Excerpts from a point labeling dataset:
▼
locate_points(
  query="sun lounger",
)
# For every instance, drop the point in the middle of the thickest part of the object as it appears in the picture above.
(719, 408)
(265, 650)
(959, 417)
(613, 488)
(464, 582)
▲
#### Your task
Please output each of the rows above again, character for character, leaving nothing out and changing nothing.

#### The reply
locate_points(
  query="sun lounger",
)
# For every instance, drop the point in the middle of the thickest part of the object as it appears in the picture above.
(719, 408)
(265, 650)
(959, 417)
(613, 488)
(464, 582)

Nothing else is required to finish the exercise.